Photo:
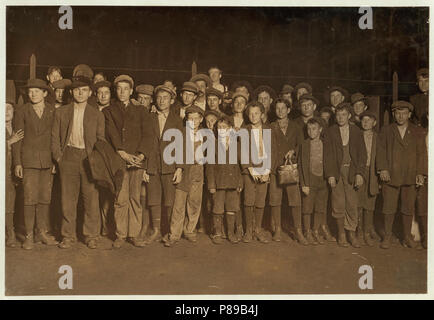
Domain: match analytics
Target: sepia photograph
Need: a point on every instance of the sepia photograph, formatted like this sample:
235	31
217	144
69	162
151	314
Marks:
220	150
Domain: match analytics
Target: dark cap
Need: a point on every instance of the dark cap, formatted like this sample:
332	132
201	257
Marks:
308	96
61	84
81	81
194	109
190	86
102	83
401	104
36	83
265	88
201	77
214	92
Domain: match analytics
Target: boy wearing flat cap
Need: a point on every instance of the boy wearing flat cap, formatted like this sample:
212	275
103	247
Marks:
127	130
188	193
163	177
344	167
400	162
368	192
420	100
33	162
77	127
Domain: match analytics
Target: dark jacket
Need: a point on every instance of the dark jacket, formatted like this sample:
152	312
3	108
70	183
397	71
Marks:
34	151
128	129
156	163
403	158
333	151
93	125
107	167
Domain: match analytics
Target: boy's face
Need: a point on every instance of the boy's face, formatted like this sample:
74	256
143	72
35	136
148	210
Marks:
326	116
103	95
81	94
213	102
402	116
336	97
301	92
359	107
54	76
313	130
423	83
37	95
9	112
187	97
210	120
265	99
164	100
307	107
342	117
239	104
124	91
59	95
255	114
282	110
144	99
196	118
215	75
368	123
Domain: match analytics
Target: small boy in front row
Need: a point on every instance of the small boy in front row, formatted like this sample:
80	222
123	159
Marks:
369	190
312	180
345	166
225	183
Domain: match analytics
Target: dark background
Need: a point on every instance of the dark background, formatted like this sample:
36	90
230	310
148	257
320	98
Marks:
323	46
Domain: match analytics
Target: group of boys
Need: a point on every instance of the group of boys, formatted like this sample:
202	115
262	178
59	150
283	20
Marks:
113	151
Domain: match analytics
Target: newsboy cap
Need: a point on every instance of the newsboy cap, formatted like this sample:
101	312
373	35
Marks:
424	72
214	92
62	84
102	83
124	78
202	77
308	96
194	109
82	70
145	89
81	81
190	86
36	83
166	89
356	97
401	104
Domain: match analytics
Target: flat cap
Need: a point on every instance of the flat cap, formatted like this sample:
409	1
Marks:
36	83
356	97
202	77
214	92
265	88
368	113
82	70
10	92
240	94
190	86
168	89
124	78
286	89
145	89
102	83
401	104
61	84
424	72
81	81
305	85
194	109
308	96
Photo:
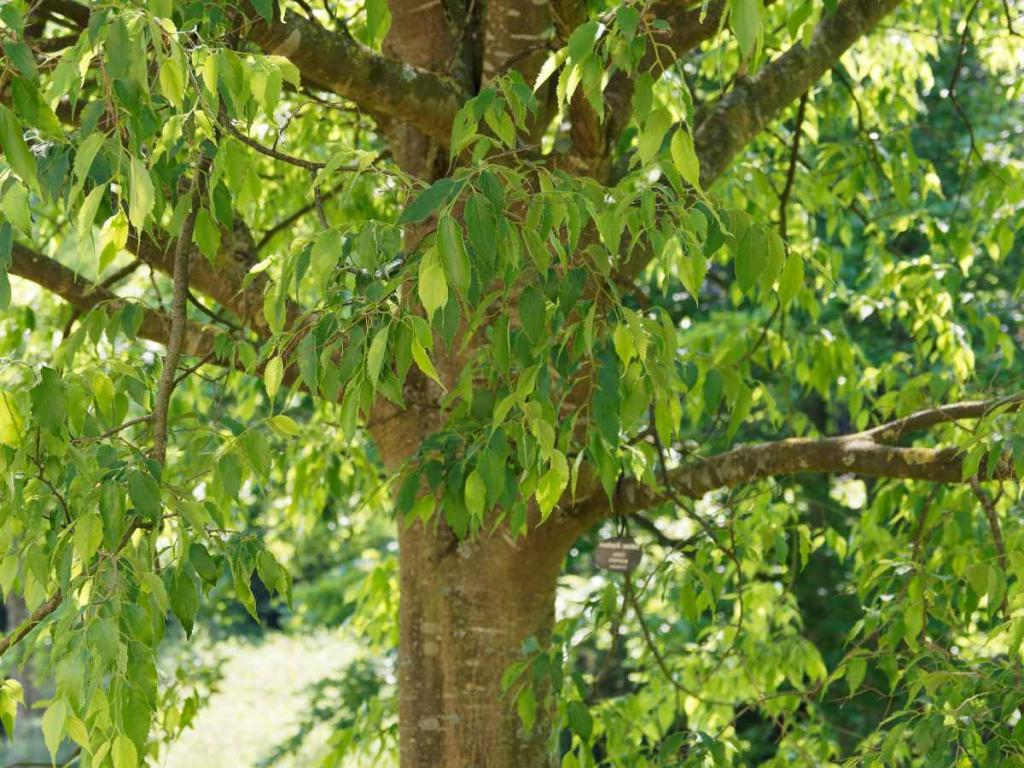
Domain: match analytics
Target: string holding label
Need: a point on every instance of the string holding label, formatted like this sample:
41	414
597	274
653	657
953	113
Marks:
621	554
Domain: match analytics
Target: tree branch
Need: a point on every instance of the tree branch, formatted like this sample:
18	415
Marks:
740	115
83	295
336	61
179	323
861	453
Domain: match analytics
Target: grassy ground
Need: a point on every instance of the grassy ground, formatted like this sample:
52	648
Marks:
260	699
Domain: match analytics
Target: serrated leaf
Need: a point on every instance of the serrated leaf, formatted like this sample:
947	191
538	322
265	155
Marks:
15	151
140	199
52	726
475	494
453	252
375	355
272	376
432	285
144	494
685	158
123	753
88	535
791	280
423	361
429	201
207	233
284	425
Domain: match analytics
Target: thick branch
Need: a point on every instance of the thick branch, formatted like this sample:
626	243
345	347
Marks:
336	61
862	454
742	114
84	296
179	325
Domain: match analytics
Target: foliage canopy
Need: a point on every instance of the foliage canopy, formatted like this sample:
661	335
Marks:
740	276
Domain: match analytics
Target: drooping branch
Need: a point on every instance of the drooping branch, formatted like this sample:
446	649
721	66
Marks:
865	454
731	123
40	613
83	295
336	61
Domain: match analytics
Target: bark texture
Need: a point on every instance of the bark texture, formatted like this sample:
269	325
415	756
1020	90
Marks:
466	610
467	607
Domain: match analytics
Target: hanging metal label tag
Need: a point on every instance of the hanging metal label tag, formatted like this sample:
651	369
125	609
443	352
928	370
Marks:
621	554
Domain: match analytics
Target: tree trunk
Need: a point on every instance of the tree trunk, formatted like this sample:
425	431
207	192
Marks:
465	610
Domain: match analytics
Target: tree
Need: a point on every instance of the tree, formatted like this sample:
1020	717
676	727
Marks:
564	264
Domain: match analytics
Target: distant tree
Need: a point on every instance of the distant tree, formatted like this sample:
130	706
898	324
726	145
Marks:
522	276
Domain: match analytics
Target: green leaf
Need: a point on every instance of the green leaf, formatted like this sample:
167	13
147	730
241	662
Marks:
580	720
750	259
52	726
48	400
439	194
88	535
140	199
284	425
453	252
264	8
476	495
378	20
423	361
144	494
272	376
526	707
172	81
747	23
375	356
685	158
552	484
16	152
432	284
123	753
184	599
652	136
792	279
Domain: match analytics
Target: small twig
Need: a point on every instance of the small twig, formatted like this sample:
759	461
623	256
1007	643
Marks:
32	622
293	217
290	159
763	336
115	430
791	175
318	200
211	312
105	284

▶ **Job**: Every record is to be reproduced exactly, with no pictures included.

▶ **Expected answer**:
Photo:
Domain: match analytics
Target: sepia photograph
Need: a point on every instance of the sepia photograph, formatted like this sample:
235	31
217	144
69	162
151	314
Marks:
220	150
Domain: match analytics
Target: dark cap
Need: a point on every instance of the dark cap, formatted like this sample:
332	132
201	257
Marks:
308	96
61	84
81	81
194	109
190	86
102	83
401	104
36	83
265	88
201	77
214	92
Domain: match analytics
Target: boy wearing flat cap
Need: a point on every instance of the boy wearing flat cap, formatted like this sample:
212	275
103	247
Marks:
127	130
188	193
163	177
344	167
400	162
368	192
420	100
33	162
77	127
Domain: match analytics
Target: dark jacket
Need: a point on every instance of the dark jacket, formatted like this sample:
152	312
3	108
70	183
397	71
Marks:
34	151
128	129
156	163
403	158
333	151
93	125
107	167
Domain: match analytics
Target: boy's face
Need: a point on every instance of the boy's face, formatted like this sample:
74	256
143	72
35	136
148	210
Marks:
326	116
103	95
81	94
213	102
402	116
336	97
301	92
359	107
54	76
313	130
423	83
37	95
9	112
187	97
210	120
265	99
164	100
307	107
342	117
239	104
124	91
59	95
255	114
282	110
144	99
196	118
215	75
368	123
Domain: match analytics
Target: small boy in front row
Need: a point on every instance of the small boy in front row, formatted like this sample:
80	222
123	159
Marks:
369	190
312	180
345	166
225	183
Domain: match analytics
Target: dark background
Need: a point on every instance of the dark background, formatted like this sample:
36	90
230	310
148	257
320	98
Marks:
323	46
Domain: match analytics
Target: group of boys
Need: a point on every instance of the group of boys, formatted like this sample:
202	115
262	178
59	150
283	20
Marks:
113	151
Domain: match analytics
Target: newsboy cap
Need: a point on every instance of the newsboy cap, formatted like this sample:
101	312
373	35
Marks:
424	72
214	92
62	84
102	83
124	78
202	77
308	96
194	109
82	70
145	89
81	81
190	86
36	83
166	89
356	97
401	104
Domain: match analytics
Target: flat cap
Need: a point on every instance of the flat cap, formatted like this sample:
409	1
Marks:
36	83
356	97
202	77
214	92
265	88
368	113
82	70
10	92
240	94
190	86
168	89
124	78
286	89
145	89
102	83
401	104
61	84
424	72
81	81
305	85
194	109
308	96
Photo:
Domain: match analytics
Target: string holding label
Need: a point on every instance of the string holding label, formatted like this sample:
41	414
597	274
653	657
953	113
Marks:
621	554
Domain: match analytics
Target: tree branch
Need: a point on every instance of the tree branch, formatted like this sample:
18	415
Marks:
740	115
83	295
336	61
179	323
861	453
Domain: match analytics
Target: grassy ground
Need: a point on every instance of the grassy ground, formatted like this sample:
52	648
Marks:
260	699
Domain: match analytics
Target: serrated leaf
Need: a point on every instance of the serrated leaf, formatted like this sample:
947	191
538	322
265	155
Marks:
15	151
140	199
52	726
475	494
453	252
375	355
272	376
432	285
144	494
685	158
123	753
88	535
791	280
423	361
429	201
207	233
284	425
Domain: match analytics
Target: thick branch
Need: a point on every instance of the thick branch, formatted like this sample:
626	243
345	347
Marks:
336	61
862	454
742	114
84	296
179	325
Domain: match analytics
Target: foliage canopy
Need: a point on every instance of the foliage canopy, formatted like this sample:
661	335
Marks:
740	276
Domain: match analytics
Target: drooping branch
Need: a point on every instance of the drooping branch, formatted like this sample:
446	649
721	66
Marks:
865	454
731	123
40	613
83	295
336	61
Domain: match analytics
Target: bark texture
Need: a point on every instance of the bark texture, formatted like this sample:
269	325
415	756
1020	90
Marks:
466	610
467	607
Domain: match analytics
Target: hanging metal label tag
Need: a point on every instance of the hanging metal label tag, formatted like this sample:
651	369
125	609
443	352
928	370
Marks:
621	554
Domain: match analytics
Target: tree trunk
Need: a point on every instance of the tree trunk, formatted like this sample:
425	431
207	192
Marks:
465	610
Domain: match analytics
Target: tree
Need: a point on every instance of the tree, formatted like this sample:
1020	717
676	727
Marks:
564	264
Domain: match analytics
Target: distant tree
Need: a point on every instance of the distant tree, formatted like this sample:
130	706
898	324
726	145
Marks:
522	276
Domain: match analytics
Target: green leaf
Need: a point on every instance of the green leaf, formatted like this sample:
167	13
147	730
241	662
Marks:
580	720
750	259
52	726
48	400
439	194
88	535
140	199
284	425
453	252
264	8
476	495
378	20
423	361
144	494
272	376
526	707
172	81
747	23
375	356
685	158
552	484
16	152
432	284
123	753
184	599
652	136
792	279
Domain: match analytics
Target: small twig
Need: a point on every instance of the small twig, formatted like this sample:
759	461
623	256
1007	643
Marks:
32	622
293	217
290	159
763	336
115	430
791	175
318	200
211	312
105	284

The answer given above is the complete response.